Nikon example: a 28-70mm zoom.
Full frame (D3, D700): 28-70mm
Crop bodies 1.5x (D40, D90, D300 etc.): 42-105mm

Doesn't matter if the lenses are crop lenses (Nikon DX, Canon EF-S, Sigma DC etc.) or not, the focal lengths are still the same even though the lens itself is "cropped" for a smaller sensor. A Sigma 10-20mm would be a 10-20mm lens if it worked properly on a full frame camera, but since it's only meant for crop cameras, it gives 16-32mm on a Canon 1.6x body and 15-30mm on a Nikon 1.5x body.
 
So given I use a crop-only 50-150mm lens and a full-format 150-500mm lens, they will fit together perfectly at the 150mm end? The only "disadvantage" will be that I do not fully use the 150-500 on my crop camera, so I'm wasting a fair bit of money and hurl around a lens that's bigger and heavier that it would need to be for me? And according to that, why are there no smaller and cheaper telezooms for crop cameras?
 
Umm, the 50-150 is exactly that: a smaller and cheaper telezoom for crop cameras. It's basically the equivalent of the popular 70-200mm telezoom on full frame cameras, because with the 1.5x crop the 50-150mm has the field of view of a 75-225mm lens.

And what makes you think you're not fully using your 150-500mm tele? With the smaller field of view on the 1.5x crop sensor, you're basically getting a 225-750mm superdupertele.
 
And what makes you think you're not fully using your 150-500mm tele? With the smaller field of view on the 1.5x crop sensor, you're basically getting a 225-750mm superdupertele.
My idea when saying this was that if Sigma were to make a 150-500 as a crop-only-lens, it would be smaller, lighter and cheaper. And since my sensor will only ever see the center of the lens elements, it technically could be smaller, lighter and cheaper for my purposes. If it would be a 150-500 crop-lens, it would still represent a 225-750mm tele for a full frame in theory.

Also, the longest crop-tele I found was the Nikkor 70-300mm.
 
Last edited:
Actually, the Nikkor 70-300mm (any version of it) isn't a crop tele, they all work on full frame as well.

Records:
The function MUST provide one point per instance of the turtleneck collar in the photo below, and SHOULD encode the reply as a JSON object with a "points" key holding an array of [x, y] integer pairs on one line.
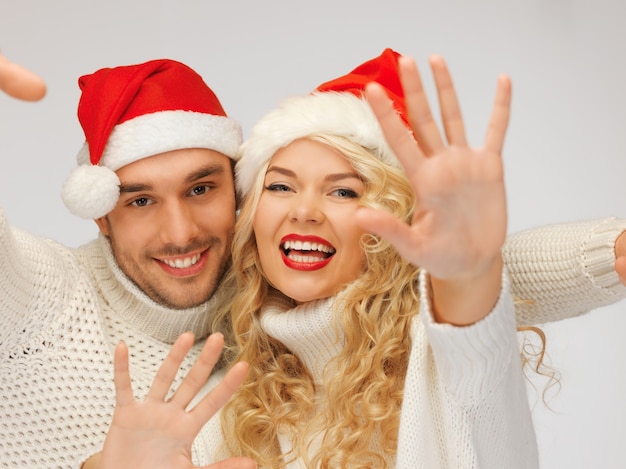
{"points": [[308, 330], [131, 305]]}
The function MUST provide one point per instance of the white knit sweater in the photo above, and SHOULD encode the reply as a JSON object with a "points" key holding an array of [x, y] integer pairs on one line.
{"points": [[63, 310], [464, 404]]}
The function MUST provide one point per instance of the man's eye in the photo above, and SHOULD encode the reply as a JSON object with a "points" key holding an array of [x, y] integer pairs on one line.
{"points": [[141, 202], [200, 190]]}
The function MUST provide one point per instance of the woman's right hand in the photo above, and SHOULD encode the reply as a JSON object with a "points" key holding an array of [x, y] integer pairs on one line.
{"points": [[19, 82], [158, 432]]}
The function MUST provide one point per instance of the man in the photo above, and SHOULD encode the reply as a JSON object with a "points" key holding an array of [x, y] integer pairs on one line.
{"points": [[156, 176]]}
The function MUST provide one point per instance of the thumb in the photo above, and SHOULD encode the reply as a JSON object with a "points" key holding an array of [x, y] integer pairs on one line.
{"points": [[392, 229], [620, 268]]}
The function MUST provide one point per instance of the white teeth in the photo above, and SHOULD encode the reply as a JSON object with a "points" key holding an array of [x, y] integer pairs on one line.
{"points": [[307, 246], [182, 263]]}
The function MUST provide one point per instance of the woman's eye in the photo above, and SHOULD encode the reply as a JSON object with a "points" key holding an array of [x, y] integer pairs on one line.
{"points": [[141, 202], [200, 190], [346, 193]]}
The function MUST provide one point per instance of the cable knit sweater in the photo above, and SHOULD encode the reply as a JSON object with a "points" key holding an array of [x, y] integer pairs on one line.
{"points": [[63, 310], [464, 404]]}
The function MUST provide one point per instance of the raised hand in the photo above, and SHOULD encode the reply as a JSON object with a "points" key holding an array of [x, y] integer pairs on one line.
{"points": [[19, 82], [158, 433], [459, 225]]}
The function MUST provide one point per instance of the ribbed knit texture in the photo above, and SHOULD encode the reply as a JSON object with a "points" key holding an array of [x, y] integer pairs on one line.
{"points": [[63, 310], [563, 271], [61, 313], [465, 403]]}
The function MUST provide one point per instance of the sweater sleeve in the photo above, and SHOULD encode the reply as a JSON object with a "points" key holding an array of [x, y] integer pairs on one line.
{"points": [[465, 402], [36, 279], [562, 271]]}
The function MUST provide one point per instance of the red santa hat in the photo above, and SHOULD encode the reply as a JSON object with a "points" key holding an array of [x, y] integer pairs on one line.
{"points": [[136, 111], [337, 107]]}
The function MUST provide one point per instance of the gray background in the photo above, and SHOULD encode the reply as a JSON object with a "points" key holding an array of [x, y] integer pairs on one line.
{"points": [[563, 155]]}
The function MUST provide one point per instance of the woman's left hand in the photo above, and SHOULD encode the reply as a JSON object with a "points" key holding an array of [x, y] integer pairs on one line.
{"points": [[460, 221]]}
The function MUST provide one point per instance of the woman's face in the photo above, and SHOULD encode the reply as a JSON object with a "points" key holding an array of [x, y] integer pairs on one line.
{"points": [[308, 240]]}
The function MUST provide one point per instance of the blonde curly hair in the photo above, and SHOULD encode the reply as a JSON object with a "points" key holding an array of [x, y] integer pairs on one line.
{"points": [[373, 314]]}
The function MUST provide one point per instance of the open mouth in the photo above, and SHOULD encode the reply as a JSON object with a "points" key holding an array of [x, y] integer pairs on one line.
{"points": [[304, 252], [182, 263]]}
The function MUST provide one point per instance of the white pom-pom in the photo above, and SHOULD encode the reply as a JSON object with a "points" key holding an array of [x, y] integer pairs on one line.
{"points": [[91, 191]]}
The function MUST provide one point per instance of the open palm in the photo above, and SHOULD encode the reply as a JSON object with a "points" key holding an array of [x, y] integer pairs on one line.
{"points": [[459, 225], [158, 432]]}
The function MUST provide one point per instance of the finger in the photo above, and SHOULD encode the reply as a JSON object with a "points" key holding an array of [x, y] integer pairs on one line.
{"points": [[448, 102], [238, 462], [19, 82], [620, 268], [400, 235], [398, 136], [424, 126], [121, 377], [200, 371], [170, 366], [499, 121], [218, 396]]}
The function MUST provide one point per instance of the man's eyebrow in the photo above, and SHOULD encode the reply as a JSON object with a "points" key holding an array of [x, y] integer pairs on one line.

Exercise brief: In the discussion of lens focal lengths on crop cameras, what field of view does the 50-150mm lens give with the 1.5x crop?

Full answer: The field of view of a 75-225mm lens.